Point-per-instance localization data
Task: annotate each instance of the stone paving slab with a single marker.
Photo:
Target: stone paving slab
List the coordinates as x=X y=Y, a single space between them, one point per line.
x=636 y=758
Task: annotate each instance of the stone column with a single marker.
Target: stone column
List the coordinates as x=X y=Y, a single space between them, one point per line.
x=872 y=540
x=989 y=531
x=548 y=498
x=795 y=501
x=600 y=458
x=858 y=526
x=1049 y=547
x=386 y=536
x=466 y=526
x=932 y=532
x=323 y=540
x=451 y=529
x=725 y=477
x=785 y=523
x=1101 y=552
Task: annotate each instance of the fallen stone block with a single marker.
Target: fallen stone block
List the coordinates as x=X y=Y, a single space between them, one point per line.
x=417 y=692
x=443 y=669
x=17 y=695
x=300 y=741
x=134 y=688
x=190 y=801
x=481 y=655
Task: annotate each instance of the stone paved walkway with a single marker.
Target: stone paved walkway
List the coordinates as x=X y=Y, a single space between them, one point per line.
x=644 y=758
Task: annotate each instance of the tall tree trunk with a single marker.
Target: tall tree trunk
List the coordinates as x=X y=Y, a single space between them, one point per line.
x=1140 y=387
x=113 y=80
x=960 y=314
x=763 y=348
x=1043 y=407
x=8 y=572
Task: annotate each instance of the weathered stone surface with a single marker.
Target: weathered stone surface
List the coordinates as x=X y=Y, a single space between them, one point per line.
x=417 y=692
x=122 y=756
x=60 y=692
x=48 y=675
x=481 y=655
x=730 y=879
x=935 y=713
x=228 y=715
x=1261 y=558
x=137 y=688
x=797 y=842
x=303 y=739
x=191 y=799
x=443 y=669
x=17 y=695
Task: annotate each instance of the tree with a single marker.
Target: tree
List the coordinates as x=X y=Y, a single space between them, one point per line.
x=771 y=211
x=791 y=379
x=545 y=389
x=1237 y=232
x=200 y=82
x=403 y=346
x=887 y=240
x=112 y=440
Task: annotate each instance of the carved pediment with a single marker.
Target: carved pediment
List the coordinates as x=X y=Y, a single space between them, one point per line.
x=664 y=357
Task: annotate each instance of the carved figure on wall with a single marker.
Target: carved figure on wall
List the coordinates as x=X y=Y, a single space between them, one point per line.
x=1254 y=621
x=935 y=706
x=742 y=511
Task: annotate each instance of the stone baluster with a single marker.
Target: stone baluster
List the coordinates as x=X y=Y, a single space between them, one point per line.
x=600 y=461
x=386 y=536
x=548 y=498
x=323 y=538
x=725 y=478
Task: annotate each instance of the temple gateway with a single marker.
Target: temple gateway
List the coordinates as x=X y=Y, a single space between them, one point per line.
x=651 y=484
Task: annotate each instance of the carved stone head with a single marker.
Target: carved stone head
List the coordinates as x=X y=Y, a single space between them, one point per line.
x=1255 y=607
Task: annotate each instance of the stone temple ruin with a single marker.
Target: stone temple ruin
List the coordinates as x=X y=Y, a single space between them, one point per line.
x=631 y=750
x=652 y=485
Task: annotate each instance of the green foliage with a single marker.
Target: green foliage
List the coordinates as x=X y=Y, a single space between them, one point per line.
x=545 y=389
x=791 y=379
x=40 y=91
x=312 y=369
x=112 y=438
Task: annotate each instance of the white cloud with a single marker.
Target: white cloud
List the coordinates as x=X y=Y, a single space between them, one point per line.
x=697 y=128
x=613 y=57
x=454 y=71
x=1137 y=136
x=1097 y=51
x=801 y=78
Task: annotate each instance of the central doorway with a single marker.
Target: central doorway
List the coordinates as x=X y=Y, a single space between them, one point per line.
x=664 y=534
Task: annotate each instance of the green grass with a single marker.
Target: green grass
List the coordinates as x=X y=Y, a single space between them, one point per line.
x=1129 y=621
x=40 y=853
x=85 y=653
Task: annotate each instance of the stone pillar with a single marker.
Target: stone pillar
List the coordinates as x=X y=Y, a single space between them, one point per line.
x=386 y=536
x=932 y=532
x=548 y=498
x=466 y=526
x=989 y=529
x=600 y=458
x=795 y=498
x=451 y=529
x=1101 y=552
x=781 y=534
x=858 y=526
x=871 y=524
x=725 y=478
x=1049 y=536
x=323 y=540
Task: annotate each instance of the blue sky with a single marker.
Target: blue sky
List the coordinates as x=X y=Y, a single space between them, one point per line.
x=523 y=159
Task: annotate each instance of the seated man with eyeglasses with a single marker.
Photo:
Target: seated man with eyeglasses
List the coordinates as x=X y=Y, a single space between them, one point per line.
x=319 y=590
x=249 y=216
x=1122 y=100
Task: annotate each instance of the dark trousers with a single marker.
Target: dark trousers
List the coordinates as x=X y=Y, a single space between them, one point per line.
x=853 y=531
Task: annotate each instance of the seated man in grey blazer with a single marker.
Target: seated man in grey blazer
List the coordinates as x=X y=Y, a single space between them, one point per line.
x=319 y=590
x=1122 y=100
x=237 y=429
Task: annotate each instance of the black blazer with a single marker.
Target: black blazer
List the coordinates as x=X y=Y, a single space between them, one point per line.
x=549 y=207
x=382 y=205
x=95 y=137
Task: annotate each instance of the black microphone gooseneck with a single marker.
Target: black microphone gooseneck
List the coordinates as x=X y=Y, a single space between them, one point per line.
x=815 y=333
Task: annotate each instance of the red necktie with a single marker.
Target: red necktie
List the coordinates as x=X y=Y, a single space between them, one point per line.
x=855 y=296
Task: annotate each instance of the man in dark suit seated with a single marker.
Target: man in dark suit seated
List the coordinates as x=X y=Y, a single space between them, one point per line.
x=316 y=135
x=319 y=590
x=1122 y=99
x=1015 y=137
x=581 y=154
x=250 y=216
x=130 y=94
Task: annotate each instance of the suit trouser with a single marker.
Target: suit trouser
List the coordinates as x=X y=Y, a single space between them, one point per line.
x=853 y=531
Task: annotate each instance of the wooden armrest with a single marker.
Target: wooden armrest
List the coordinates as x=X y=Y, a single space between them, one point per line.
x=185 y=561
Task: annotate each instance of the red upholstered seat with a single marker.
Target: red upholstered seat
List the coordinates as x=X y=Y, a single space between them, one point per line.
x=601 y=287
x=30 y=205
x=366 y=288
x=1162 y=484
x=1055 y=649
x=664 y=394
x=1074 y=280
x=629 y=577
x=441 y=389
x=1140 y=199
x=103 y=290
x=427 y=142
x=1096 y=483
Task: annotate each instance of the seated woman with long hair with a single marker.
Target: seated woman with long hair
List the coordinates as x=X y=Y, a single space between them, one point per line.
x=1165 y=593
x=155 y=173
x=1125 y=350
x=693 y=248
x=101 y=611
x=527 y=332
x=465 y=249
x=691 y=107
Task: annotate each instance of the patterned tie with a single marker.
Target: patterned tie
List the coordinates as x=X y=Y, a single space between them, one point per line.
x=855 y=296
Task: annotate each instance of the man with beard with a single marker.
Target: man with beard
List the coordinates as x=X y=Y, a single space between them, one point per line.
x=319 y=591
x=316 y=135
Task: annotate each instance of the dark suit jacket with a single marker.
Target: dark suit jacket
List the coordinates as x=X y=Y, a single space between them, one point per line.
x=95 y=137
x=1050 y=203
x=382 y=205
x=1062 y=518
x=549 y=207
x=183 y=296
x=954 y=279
...
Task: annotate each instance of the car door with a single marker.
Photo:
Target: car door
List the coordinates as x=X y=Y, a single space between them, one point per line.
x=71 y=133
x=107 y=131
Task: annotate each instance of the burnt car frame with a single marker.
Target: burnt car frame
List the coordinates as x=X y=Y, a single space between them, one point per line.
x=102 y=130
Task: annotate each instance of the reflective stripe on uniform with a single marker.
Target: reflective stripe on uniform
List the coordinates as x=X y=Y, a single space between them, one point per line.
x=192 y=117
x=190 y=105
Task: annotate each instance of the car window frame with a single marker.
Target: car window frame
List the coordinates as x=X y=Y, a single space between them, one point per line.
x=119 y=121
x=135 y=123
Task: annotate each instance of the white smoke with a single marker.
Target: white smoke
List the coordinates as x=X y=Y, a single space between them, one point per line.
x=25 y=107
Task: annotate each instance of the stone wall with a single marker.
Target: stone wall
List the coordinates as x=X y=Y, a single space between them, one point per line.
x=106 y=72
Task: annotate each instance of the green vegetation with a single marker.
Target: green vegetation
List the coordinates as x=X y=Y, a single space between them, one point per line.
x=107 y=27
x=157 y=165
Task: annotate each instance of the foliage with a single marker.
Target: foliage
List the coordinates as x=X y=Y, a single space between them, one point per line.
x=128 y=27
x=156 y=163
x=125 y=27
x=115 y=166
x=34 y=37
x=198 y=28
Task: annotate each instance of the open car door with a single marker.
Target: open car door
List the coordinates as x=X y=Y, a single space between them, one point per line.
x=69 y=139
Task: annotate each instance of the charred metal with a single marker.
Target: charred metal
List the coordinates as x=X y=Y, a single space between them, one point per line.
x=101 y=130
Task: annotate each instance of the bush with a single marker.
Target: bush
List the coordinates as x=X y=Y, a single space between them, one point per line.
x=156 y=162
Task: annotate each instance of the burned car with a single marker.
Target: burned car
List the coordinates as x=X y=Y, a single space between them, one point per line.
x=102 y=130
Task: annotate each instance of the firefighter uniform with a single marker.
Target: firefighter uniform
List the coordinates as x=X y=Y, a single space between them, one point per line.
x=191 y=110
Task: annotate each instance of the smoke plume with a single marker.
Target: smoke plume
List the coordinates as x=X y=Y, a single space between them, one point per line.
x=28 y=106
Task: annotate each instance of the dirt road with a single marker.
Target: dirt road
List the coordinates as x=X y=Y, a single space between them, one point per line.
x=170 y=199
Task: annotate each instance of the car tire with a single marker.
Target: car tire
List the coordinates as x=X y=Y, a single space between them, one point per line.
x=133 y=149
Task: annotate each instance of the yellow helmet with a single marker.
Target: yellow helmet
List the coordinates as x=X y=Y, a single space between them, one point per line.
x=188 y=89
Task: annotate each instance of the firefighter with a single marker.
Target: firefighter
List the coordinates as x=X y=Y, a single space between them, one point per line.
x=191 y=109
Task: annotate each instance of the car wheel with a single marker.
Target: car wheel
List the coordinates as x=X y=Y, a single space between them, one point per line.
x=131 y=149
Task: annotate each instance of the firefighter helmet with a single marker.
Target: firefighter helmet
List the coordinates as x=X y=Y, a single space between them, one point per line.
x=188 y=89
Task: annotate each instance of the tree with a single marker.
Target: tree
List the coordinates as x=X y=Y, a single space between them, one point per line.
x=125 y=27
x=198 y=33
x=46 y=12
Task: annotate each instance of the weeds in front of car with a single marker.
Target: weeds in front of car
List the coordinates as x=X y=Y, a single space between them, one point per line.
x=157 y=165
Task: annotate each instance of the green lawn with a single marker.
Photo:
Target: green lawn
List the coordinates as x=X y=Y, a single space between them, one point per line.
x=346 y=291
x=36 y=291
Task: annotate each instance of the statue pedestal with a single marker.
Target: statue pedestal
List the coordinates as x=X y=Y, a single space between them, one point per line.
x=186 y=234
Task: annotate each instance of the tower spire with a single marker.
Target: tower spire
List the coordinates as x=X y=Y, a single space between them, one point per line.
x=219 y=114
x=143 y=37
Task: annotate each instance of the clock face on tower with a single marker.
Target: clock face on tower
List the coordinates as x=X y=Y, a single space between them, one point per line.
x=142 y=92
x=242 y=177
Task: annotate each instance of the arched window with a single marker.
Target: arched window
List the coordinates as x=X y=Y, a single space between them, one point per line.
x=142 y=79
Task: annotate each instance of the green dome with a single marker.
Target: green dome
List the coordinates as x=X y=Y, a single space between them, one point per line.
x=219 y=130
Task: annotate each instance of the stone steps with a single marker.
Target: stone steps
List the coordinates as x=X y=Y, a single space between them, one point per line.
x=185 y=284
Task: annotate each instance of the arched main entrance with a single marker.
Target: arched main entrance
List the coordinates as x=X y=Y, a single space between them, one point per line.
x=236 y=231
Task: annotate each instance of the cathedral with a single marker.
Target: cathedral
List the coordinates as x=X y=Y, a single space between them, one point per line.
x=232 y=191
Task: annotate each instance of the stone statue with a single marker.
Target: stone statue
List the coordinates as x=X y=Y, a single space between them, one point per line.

● **REQUIRED WORK**: The required output is the stretch of entries above from the line containing "Task: annotate each instance of the white cloud" through the line containing "Target: stone pillar", reproduced exactly.

● **SOLUTION FOR THIS TASK**:
Task: annotate each instance of the white cloud with a single marker.
Target: white cloud
List the coordinates as x=X y=Y, a single space between them, one point per line.
x=697 y=128
x=613 y=57
x=454 y=71
x=1137 y=136
x=1097 y=51
x=801 y=78
Task: annotate each instance of the central doorway with a single marker.
Target: central doorway
List the coordinates as x=X y=Y, a single space between them, one point per line.
x=664 y=534
Task: annotate each instance of the green grass with a single marker.
Target: green grass
List the coordinates as x=X y=Y, a single space between them, one point per line.
x=1129 y=621
x=40 y=853
x=85 y=653
Task: annotate each instance of the stone pillar with a single marker.
Target: stone pillar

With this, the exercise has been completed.